start Record set

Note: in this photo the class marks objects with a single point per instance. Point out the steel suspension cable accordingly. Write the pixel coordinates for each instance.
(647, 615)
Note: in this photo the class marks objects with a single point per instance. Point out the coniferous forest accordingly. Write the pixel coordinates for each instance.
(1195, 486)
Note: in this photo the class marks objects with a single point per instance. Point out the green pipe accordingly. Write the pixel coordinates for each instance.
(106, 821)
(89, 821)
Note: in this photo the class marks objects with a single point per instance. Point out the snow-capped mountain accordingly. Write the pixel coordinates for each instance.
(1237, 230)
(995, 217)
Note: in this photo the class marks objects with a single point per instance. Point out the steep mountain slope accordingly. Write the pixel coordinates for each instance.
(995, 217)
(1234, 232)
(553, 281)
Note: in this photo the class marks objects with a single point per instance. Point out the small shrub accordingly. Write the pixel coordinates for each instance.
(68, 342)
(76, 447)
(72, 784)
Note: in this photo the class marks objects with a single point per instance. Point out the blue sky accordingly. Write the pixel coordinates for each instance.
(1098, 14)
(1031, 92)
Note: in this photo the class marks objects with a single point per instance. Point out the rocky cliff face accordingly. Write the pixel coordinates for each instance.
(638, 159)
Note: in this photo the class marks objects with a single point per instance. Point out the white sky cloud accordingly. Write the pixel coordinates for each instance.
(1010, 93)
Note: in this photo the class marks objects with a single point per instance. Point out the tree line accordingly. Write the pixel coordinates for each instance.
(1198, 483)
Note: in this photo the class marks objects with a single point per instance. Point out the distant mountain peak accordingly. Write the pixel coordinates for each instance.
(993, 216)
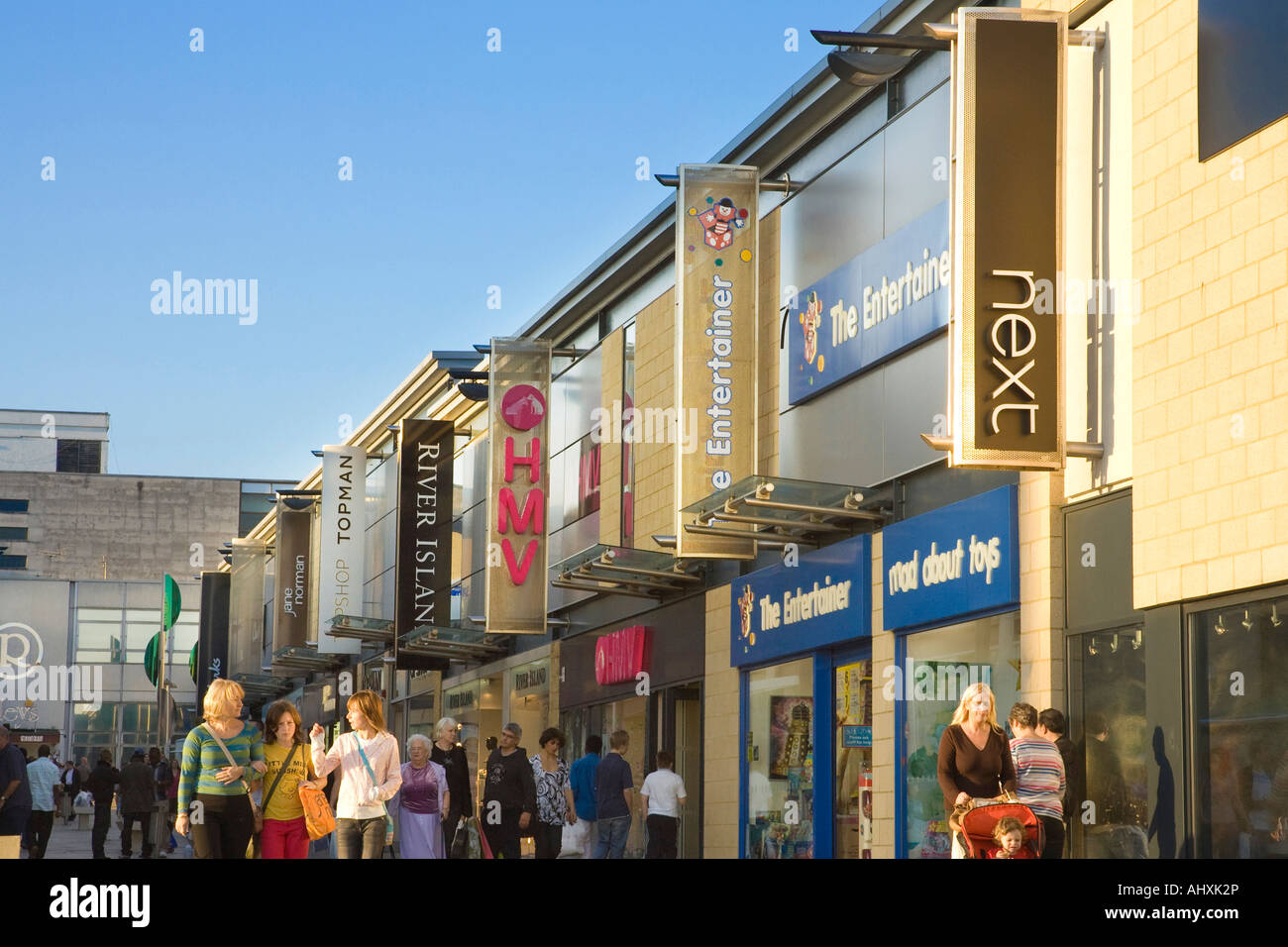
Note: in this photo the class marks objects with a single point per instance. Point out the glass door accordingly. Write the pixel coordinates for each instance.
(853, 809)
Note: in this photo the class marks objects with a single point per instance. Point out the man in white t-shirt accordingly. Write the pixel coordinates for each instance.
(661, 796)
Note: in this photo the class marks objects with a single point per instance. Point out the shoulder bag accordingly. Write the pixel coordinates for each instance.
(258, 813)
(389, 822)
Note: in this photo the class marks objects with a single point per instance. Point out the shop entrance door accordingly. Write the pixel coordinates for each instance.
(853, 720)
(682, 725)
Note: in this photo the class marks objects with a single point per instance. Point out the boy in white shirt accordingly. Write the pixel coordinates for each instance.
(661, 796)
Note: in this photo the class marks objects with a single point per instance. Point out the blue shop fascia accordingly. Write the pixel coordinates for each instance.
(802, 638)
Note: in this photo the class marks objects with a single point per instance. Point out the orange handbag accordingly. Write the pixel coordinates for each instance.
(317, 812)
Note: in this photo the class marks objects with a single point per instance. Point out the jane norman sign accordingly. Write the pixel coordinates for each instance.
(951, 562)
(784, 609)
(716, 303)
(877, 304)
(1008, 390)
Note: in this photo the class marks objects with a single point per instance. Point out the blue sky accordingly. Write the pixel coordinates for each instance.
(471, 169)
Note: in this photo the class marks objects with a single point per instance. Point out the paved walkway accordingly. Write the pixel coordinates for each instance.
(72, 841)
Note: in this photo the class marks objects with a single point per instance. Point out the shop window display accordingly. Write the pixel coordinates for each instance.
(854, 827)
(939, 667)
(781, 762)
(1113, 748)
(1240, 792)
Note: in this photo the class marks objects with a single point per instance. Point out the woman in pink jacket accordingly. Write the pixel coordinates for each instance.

end Record set
start Record set

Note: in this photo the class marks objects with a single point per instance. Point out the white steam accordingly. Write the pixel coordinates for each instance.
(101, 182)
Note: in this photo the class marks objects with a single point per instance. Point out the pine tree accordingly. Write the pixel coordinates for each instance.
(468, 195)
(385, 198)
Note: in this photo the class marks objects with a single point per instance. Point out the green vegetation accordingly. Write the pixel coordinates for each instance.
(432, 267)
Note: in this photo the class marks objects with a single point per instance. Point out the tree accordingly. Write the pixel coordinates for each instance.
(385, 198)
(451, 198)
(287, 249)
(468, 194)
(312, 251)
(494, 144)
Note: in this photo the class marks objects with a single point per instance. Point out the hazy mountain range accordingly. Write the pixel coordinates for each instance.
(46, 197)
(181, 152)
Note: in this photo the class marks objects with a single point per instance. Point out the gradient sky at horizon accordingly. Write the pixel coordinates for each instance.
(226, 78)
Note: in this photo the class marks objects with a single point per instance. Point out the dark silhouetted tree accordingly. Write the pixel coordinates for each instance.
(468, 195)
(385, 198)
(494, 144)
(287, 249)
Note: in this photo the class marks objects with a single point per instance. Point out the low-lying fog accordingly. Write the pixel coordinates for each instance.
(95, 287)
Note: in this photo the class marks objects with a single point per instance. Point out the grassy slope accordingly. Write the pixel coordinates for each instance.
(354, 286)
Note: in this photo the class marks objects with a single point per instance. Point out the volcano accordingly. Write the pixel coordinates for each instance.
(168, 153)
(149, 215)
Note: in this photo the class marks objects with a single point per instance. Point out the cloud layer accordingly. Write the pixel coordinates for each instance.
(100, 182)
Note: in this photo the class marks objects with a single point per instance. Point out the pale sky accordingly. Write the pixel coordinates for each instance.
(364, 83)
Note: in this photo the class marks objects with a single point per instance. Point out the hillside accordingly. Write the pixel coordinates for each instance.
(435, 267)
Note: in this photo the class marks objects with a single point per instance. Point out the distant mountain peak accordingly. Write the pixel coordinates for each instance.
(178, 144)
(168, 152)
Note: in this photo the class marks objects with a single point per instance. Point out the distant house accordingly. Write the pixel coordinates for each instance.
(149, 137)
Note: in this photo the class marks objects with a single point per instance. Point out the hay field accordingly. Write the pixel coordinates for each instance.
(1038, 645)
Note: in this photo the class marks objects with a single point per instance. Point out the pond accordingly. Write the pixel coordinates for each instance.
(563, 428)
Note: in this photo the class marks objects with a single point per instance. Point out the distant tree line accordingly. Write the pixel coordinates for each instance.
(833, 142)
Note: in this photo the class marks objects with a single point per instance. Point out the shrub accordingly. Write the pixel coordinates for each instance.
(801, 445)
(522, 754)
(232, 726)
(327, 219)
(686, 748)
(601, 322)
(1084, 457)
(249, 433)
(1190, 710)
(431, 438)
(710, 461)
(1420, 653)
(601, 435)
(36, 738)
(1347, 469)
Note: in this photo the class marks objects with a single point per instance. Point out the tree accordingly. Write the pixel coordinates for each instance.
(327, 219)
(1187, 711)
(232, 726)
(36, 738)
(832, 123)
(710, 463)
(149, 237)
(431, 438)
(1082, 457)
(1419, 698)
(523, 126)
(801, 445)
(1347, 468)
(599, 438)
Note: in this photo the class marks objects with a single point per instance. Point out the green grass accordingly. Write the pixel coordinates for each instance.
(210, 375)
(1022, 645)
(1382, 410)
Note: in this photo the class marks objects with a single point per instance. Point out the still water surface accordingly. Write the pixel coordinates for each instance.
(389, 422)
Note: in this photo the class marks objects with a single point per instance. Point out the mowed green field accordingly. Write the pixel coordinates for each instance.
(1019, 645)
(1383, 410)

end Record set

(Given exercise) Copy the portion of the entries above that starts with the line containing "out the steel" and ends with the line containing "(1195, 486)", keeping both of those lines and reproducing every line unchanged.

(In response)
Note: in this photo the class marks objects with a single point per instance. Point out the steel suspension cable accordingly. Write the pixel coordinates for each instance.
(647, 615)
Note: in this photo the class marks objects with a single point per instance. Point out the coniferous forest accordingly. Write the pixel coordinates for each instance.
(1195, 486)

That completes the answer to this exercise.